[Free-text object descriptions]
----
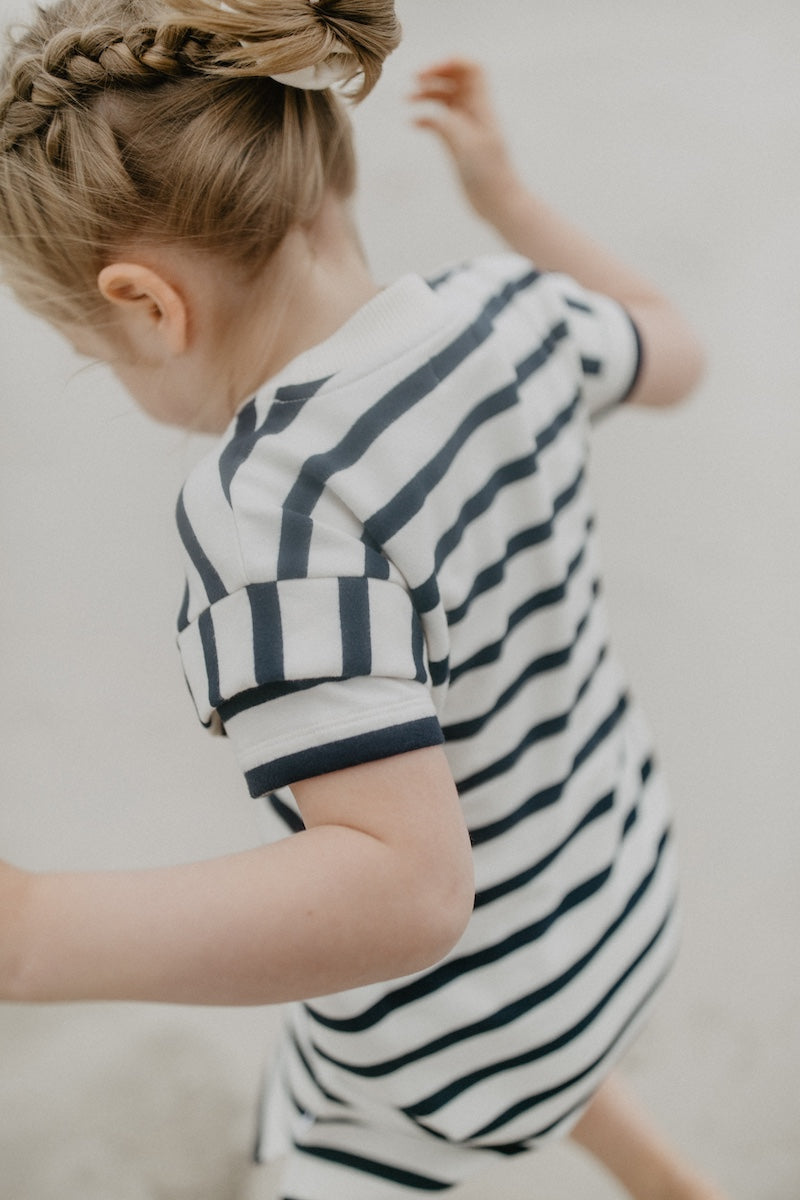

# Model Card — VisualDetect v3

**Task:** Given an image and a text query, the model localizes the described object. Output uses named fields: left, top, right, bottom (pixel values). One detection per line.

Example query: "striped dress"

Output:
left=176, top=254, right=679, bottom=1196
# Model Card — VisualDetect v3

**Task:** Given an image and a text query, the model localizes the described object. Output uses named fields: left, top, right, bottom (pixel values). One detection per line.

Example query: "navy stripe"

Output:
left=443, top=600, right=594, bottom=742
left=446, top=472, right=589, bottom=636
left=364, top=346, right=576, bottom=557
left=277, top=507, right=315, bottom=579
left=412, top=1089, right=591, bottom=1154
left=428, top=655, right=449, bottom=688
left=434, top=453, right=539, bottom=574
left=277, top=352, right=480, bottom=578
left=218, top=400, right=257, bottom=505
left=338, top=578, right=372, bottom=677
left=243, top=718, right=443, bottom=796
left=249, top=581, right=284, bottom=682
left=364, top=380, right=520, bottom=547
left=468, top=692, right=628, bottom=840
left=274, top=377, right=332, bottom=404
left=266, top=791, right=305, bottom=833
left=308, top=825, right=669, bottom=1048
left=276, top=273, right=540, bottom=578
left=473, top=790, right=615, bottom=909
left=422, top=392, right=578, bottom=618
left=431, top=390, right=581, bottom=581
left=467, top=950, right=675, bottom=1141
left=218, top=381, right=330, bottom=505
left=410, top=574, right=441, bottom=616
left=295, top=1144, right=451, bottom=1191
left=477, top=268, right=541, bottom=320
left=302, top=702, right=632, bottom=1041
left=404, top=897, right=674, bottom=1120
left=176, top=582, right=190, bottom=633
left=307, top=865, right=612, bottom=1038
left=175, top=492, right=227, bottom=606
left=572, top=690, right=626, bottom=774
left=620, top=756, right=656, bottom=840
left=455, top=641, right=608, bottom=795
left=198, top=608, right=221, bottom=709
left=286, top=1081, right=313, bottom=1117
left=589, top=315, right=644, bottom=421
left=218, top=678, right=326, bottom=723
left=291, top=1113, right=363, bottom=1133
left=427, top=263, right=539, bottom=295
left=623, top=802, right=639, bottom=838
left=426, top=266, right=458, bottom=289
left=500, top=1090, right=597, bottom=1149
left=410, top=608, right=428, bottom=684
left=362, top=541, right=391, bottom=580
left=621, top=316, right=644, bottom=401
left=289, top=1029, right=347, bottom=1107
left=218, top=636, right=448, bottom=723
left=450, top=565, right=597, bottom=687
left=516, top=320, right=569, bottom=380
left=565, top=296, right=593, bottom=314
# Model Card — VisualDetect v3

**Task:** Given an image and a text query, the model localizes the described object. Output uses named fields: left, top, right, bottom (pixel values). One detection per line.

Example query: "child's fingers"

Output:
----
Task directions | Your response should be each line that includes the word "Example", copied from the records.

Response |
Example query: "striped dress"
Example query: "navy stripe"
Example query: "child's fingers"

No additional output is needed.